▶ Problem requirements:
Rewrite the records from the line with "Find every instance of the player's outstretched" up to and including the line with "<point>32,42</point>", requests included. Shift both coordinates of every answer point up by 43, and leave the requests and their sample points unchanged.

═════ Entries provided

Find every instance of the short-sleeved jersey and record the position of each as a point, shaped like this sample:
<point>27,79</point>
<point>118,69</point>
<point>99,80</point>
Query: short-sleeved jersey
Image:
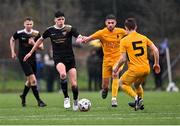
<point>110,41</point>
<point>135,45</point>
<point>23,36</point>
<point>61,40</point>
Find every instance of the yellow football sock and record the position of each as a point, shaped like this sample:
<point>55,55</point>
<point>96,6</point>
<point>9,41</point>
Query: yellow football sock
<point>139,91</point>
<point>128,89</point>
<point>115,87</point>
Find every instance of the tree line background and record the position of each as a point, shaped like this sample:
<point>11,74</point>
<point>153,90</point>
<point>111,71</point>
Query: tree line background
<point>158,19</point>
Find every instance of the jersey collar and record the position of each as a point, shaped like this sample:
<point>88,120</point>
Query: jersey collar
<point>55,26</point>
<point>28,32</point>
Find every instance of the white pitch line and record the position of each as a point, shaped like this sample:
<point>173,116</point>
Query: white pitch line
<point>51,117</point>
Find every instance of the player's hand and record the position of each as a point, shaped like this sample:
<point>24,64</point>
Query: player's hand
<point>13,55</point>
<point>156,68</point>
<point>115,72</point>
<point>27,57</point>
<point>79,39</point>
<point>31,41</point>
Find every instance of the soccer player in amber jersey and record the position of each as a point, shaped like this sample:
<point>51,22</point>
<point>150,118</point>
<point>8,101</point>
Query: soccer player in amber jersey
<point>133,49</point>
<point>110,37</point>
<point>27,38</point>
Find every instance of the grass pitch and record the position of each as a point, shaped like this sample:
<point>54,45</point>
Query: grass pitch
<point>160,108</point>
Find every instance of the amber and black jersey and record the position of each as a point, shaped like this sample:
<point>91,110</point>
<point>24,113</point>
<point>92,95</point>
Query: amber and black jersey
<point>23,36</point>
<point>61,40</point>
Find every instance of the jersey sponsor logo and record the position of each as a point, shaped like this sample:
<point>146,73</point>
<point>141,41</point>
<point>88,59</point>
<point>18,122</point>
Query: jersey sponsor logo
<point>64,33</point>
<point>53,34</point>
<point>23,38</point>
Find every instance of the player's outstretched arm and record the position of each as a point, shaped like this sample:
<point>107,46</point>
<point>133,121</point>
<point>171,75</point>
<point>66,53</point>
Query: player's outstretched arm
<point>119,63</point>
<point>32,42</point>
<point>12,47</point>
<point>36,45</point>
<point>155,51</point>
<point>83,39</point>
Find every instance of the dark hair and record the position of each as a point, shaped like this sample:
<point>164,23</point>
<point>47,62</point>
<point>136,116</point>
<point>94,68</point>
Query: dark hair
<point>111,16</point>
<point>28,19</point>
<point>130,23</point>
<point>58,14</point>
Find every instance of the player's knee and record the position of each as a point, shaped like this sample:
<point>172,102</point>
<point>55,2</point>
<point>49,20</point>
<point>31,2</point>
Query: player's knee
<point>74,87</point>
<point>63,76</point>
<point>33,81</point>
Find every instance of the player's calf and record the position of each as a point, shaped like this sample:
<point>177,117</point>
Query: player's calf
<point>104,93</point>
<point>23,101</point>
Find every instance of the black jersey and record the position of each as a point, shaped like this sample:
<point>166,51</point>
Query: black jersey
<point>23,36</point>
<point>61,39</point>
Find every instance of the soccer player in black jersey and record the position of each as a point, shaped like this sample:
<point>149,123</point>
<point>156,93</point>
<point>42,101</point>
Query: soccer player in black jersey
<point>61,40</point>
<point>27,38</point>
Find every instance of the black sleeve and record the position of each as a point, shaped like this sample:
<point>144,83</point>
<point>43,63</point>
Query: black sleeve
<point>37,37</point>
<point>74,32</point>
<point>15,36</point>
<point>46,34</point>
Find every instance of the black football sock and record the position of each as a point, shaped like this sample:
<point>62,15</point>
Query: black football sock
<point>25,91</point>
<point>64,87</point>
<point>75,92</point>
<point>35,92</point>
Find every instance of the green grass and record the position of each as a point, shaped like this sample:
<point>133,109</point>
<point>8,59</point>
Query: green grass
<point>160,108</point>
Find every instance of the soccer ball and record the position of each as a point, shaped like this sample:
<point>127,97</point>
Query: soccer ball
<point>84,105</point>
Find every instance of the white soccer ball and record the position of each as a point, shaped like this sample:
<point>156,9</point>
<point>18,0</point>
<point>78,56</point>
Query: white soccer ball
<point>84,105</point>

══════════

▶ Task solution:
Find every instance of the player's outstretched arm and record the position of each as a point, shaped like this sample:
<point>107,46</point>
<point>133,121</point>
<point>171,75</point>
<point>66,53</point>
Query: player's outstretched arm
<point>162,106</point>
<point>75,85</point>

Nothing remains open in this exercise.